What needs to be done
Output all of the lines below exactly, and leave out each image.

——

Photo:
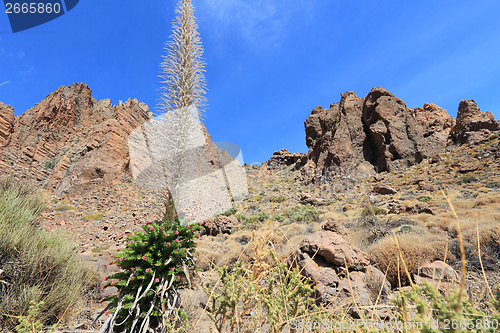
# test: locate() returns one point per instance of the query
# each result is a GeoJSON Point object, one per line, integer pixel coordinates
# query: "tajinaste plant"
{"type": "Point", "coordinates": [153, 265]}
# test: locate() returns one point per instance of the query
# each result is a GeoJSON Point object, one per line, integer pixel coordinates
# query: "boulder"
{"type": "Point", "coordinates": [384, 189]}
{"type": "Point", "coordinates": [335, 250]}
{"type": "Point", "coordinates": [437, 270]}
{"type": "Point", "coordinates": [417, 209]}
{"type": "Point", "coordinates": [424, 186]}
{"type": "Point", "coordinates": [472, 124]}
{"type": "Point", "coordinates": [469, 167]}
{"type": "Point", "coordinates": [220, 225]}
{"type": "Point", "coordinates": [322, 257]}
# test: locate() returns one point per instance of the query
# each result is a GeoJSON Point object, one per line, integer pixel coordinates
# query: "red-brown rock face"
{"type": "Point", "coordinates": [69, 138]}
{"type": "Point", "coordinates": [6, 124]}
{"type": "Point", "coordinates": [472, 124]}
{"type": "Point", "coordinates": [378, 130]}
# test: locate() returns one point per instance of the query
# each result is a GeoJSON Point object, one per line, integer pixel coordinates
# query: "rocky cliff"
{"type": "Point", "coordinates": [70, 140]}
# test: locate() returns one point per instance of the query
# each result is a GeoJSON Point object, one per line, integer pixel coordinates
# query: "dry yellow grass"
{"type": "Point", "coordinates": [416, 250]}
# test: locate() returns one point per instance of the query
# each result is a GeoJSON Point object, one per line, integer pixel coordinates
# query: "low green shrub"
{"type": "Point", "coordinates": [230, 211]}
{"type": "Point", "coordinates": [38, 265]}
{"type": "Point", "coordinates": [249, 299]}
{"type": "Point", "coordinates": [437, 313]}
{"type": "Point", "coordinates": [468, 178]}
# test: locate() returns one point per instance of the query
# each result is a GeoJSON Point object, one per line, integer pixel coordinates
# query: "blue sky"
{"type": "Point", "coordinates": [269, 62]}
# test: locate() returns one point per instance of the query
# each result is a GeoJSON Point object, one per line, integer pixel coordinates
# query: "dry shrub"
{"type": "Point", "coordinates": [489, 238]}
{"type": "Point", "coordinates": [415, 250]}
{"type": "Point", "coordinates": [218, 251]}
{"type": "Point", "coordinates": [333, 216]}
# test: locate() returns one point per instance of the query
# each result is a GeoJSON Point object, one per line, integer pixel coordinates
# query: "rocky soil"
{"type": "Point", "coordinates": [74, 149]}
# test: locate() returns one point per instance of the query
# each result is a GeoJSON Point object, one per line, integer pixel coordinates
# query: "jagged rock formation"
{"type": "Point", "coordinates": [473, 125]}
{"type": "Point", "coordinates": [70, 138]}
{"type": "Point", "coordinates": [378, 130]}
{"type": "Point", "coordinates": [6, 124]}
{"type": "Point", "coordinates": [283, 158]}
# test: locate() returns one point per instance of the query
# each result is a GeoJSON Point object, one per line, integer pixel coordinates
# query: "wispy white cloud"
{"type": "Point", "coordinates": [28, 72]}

——

The answer
Photo:
# test: locate() returns one point per instance of the query
# each result is a GeoJSON Point object, one per line, integer pixel coordinates
# query: "tajinaste plant"
{"type": "Point", "coordinates": [153, 265]}
# test: locate() returns one point per instance of the query
# each result is a GeoJSON Point object, one per line, integer pixel coordinates
# query: "boulder"
{"type": "Point", "coordinates": [384, 189]}
{"type": "Point", "coordinates": [335, 250]}
{"type": "Point", "coordinates": [437, 270]}
{"type": "Point", "coordinates": [417, 209]}
{"type": "Point", "coordinates": [424, 186]}
{"type": "Point", "coordinates": [472, 124]}
{"type": "Point", "coordinates": [469, 167]}
{"type": "Point", "coordinates": [220, 225]}
{"type": "Point", "coordinates": [322, 257]}
# test: locate() returns one point per instance of the query
# each result is a GeoJSON Point object, one per line, integer pixel coordinates
# query: "red-brown rock face"
{"type": "Point", "coordinates": [69, 138]}
{"type": "Point", "coordinates": [6, 124]}
{"type": "Point", "coordinates": [472, 124]}
{"type": "Point", "coordinates": [378, 130]}
# test: locate() returns one point per instance of the query
# each result is a GeoJSON Point object, one per line, integer pixel coordinates
# query: "rocky cliff"
{"type": "Point", "coordinates": [70, 140]}
# test: locate() returns one point per instance of the query
# each result is a GeoJSON Point object, one per line, integer pixel coordinates
# query: "dry yellow grass"
{"type": "Point", "coordinates": [416, 250]}
# test: locate() returns one point per instance of the query
# each result is a GeoJSON Point object, one per line, integer pixel coordinates
# query: "low green shrub"
{"type": "Point", "coordinates": [230, 211]}
{"type": "Point", "coordinates": [38, 265]}
{"type": "Point", "coordinates": [249, 299]}
{"type": "Point", "coordinates": [437, 313]}
{"type": "Point", "coordinates": [468, 178]}
# test: locate() returns one point per instance of the query
# each result is a GeoJSON Point object, one per line, integer pixel coordinates
# query: "blue sky"
{"type": "Point", "coordinates": [269, 62]}
# test: locate() returns one point per instance of the query
# each result is a GeoJSON Point object, one per line, integer pixel coordinates
# query: "dry shrub"
{"type": "Point", "coordinates": [489, 238]}
{"type": "Point", "coordinates": [415, 250]}
{"type": "Point", "coordinates": [218, 251]}
{"type": "Point", "coordinates": [333, 216]}
# test: locate() returns one point per instance of the query
# each result is a GeoJSON Point object, one per line, integer pixel coordinates
# query: "rocky soil"
{"type": "Point", "coordinates": [74, 149]}
# test: locate() returns one point per instance of the query
# each result is a GeoJSON Point object, one per line, integer pixel coordinates
# query: "jagged rock formation"
{"type": "Point", "coordinates": [473, 125]}
{"type": "Point", "coordinates": [70, 138]}
{"type": "Point", "coordinates": [378, 130]}
{"type": "Point", "coordinates": [6, 124]}
{"type": "Point", "coordinates": [283, 158]}
# test: locate() returns one point per instance of the query
# each result is a GeoJSON Point object, one per line, integer pixel coordinates
# query: "wispy white cloud"
{"type": "Point", "coordinates": [28, 72]}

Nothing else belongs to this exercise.